▶ **ASSIGNMENT**
Translate this sentence from the theatre preview into Spanish: "It’s a taut little psychological drama, eerily set in a remote farmhouse on a freezing winter night."

▶ **PASSAGE TO READ**
Thursday, October 20, 2005
Calgary's News & Entertainment Weekly
FFWD Weekly
THEATRE
by MARTIN MORROW
Alberta trailblazer
Gwen Pharis Ringwood found madness and romance on the Prairies
>>PREVIEW
STILL STANDS THE HOUSE & PASQUE FLOWER
University of Calgary
Written by Gwen Pharis Ringwood
Directed by James Dugan
Runs October 25 to November 5
University Theatre (U of C)

Every year at the Alberta Book Awards, the Writers Guild of Alberta gives out the Gwen Pharis Ringwood Award for Drama for outstanding published plays. But who was Gwen Pharis Ringwood, you ask?

Like those other leading ladies of Alberta theatre, Betty Mitchell and Elizabeth Sterling Haynes, Ringwood was a pioneer in the field of local drama. She wrote plays long before there were any professional theatre companies in the province – when, in fact, the Canadian Prairies had scarcely any dramatic literature at all. And, decades before the likes of Sharon Pollock and John Murrell, she wrote the first Alberta play to enjoy international success – a one-act Prairie tragedy called Still Stands the House. Originally published in 1939, it remains in the Samuel French play catalogue to this day and still receives regular productions from community groups.

Reading it, it’s easy to see why. It’s a taut little psychological drama, eerily set in a remote farmhouse on a freezing winter night. While a blizzard lashes the house outside, there’s an emotional storm brewing inside, as the farmer, Bruce Warren, and his young wife Ruth contemplate selling the aging homestead and moving closer to town, only to be opposed by Bruce’s sister Hester. An unstable spinster whose mind is trapped in the past, Hester refuses to leave the family home and will literally kill to remain there.

"The characterization of the crazy sister in the play is very strong," says drama professor James Dugan, describing the work’s enduring appeal. "And the play has a kind of shock value – it ends with what is essentially a double homicide."

▶ **RECORD SET**
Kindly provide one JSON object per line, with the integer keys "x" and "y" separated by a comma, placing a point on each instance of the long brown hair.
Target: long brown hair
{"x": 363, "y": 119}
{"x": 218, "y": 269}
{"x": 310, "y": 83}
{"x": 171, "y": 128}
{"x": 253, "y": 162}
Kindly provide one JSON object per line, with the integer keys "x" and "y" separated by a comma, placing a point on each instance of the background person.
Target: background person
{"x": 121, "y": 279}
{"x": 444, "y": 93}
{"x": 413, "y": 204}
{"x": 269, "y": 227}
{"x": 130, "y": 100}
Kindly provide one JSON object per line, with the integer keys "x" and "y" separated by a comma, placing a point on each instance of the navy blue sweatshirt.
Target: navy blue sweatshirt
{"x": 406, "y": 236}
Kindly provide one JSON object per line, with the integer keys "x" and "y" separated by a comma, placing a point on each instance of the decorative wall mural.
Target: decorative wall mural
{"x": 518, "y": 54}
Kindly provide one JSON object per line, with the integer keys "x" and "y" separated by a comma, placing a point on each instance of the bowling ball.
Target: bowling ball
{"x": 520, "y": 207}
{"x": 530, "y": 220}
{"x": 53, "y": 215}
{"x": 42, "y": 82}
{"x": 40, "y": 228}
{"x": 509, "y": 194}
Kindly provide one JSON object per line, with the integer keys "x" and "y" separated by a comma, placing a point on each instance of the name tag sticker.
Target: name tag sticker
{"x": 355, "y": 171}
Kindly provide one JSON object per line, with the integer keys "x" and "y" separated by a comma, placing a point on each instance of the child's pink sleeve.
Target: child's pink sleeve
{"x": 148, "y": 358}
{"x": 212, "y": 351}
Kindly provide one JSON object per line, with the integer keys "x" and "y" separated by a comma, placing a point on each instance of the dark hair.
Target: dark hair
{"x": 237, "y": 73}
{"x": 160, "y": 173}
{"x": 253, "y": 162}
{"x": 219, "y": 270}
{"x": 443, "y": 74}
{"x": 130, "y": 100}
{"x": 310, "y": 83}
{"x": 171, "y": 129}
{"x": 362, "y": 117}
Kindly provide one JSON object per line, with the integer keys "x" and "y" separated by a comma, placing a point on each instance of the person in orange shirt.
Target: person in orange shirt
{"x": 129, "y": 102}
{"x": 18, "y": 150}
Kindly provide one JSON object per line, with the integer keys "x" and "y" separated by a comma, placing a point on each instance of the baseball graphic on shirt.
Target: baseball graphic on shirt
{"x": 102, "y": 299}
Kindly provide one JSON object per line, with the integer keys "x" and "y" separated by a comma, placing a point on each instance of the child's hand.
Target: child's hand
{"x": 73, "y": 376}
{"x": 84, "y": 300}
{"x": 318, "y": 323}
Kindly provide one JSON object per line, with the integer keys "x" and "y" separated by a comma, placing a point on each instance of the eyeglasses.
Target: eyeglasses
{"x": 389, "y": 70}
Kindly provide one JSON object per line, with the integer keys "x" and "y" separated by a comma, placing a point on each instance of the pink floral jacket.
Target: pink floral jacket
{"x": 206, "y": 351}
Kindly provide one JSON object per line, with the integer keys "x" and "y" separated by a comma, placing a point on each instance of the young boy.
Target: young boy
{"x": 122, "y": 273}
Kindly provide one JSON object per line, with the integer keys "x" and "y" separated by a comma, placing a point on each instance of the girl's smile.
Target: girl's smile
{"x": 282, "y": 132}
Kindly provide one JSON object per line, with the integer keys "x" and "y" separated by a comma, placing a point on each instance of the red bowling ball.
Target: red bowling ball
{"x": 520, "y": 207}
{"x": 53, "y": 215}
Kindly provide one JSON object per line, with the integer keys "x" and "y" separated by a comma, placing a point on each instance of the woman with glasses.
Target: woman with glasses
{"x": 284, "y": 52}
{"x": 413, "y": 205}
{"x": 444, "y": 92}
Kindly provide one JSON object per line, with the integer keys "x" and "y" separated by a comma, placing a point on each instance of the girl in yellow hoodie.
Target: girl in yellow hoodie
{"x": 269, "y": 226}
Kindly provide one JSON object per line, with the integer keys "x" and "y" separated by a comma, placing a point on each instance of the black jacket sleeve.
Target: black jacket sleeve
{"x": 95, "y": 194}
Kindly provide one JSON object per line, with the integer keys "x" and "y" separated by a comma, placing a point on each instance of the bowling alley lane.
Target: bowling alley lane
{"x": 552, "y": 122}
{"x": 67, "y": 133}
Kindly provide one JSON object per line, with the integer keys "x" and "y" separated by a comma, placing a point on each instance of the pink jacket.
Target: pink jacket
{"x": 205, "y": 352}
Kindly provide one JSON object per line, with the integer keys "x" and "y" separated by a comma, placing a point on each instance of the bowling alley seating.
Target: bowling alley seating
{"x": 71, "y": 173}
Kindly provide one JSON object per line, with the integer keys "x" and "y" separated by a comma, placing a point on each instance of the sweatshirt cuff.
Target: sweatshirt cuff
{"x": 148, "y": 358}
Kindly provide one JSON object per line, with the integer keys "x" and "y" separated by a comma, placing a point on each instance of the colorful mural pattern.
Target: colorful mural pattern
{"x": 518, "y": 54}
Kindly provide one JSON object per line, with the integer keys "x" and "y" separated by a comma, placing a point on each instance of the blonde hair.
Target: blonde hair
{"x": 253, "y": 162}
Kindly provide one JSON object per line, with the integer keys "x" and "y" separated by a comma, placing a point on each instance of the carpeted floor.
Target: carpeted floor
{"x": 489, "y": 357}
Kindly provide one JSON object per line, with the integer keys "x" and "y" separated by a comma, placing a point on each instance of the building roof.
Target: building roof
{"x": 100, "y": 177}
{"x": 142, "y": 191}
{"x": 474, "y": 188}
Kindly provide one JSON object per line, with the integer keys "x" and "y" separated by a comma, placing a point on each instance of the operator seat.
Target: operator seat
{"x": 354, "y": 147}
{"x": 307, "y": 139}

▶ **FINISHED TASK**
Es un pequeño drama psicológico muy tenso, ambientado de forma inquietante en una granja remota durante una gélida noche de invierno.